Referring expression data
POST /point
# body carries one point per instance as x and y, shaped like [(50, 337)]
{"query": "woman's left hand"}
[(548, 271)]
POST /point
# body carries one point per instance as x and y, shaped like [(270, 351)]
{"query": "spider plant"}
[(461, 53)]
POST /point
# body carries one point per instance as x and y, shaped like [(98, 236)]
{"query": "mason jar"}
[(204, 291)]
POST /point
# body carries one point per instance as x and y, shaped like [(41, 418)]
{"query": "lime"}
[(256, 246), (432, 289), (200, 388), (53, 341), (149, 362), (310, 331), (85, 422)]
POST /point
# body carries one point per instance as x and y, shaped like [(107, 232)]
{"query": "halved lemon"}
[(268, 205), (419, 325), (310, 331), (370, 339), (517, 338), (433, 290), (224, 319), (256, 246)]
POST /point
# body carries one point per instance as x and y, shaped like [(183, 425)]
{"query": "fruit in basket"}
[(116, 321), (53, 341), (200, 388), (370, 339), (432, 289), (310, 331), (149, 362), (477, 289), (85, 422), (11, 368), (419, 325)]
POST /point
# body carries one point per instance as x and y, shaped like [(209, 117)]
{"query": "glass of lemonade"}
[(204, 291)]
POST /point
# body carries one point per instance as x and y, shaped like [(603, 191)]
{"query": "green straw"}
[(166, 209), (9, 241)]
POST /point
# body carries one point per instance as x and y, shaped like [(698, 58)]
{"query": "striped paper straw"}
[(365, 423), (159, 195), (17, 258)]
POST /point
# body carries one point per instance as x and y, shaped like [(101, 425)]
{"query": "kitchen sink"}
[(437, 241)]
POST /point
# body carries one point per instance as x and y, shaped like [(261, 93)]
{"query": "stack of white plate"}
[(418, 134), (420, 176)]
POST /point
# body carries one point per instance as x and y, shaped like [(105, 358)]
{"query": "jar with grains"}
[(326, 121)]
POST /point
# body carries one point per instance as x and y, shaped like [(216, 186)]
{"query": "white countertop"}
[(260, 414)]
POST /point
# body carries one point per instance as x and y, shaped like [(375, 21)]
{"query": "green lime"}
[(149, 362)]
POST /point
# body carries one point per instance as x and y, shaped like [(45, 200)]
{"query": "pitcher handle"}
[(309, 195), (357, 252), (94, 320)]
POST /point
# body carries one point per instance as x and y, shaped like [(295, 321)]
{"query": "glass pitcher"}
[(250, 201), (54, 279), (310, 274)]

Work instructions
Make an exact copy of every line in the data.

Problem solution
POST /point
# body carries one point per instance as x and y, shaped like [(50, 337)]
{"query": "woman's left hand"}
[(548, 271)]
POST /point
# body carries one point per instance as x and y, shaped like [(270, 351)]
{"query": "spider plant"}
[(461, 53)]
POST /point
# body carries one point per instance as x and y, shaped like [(98, 236)]
{"query": "mason jar"}
[(204, 291)]
POST /point
# body carries one point per instance as x and y, shaped like [(41, 418)]
{"query": "lime"}
[(256, 246), (432, 289), (200, 388), (53, 341), (149, 362), (310, 331), (85, 422)]
POST /point
# body carries one point per instance as x and y, shaped like [(107, 232)]
{"query": "halved lemon"}
[(268, 205), (419, 325), (310, 331), (370, 339), (517, 338), (433, 290), (224, 319), (256, 246)]
POST /point
# body carries one point per instance as x and y, shaped like [(183, 425)]
{"query": "fruit in basket"}
[(116, 321), (53, 341), (200, 388), (370, 339), (432, 289), (310, 331), (149, 362), (477, 289), (85, 422), (11, 368), (419, 325)]
POST /point
# body carries one point per instance as x and y, shaped like [(209, 117)]
{"query": "glass of lemonade"}
[(204, 291)]
POST /point
# body carries one point per instance as x and y, shaped like [(603, 191)]
{"query": "green straw"}
[(166, 209), (9, 241)]
POST /point
# body carries one point per instance as x and y, shaped like [(698, 58)]
{"query": "striped paper straw"}
[(365, 423), (159, 195), (17, 258)]
POST /point
# body carries one point per instance as x and y, shaped like [(101, 425)]
{"query": "kitchen sink"}
[(437, 241)]
POST /point
# body carries one point per instance as x and y, shaped like [(261, 93)]
{"query": "stack of white plate"}
[(418, 134), (420, 176)]
POST /point
# body carries one point per instance as x and y, shaped like [(105, 358)]
{"query": "jar with grains"}
[(326, 121)]
POST /point
# body carries one point per instance as x and y, shaped like [(216, 186)]
{"query": "white countertop"}
[(260, 414)]
POST /point
# body carries one point per instance as x and y, shaped like [(375, 21)]
{"query": "green lime"}
[(149, 362)]
POST /point
# body carries one point per instance as x and y, shaped like [(45, 200)]
{"query": "pitcher handle"}
[(309, 195), (357, 252), (94, 320)]
POST /point
# body carries one point per instance as x and y, shaped like [(295, 321)]
{"query": "glass pitcher"}
[(250, 201), (54, 279), (310, 274)]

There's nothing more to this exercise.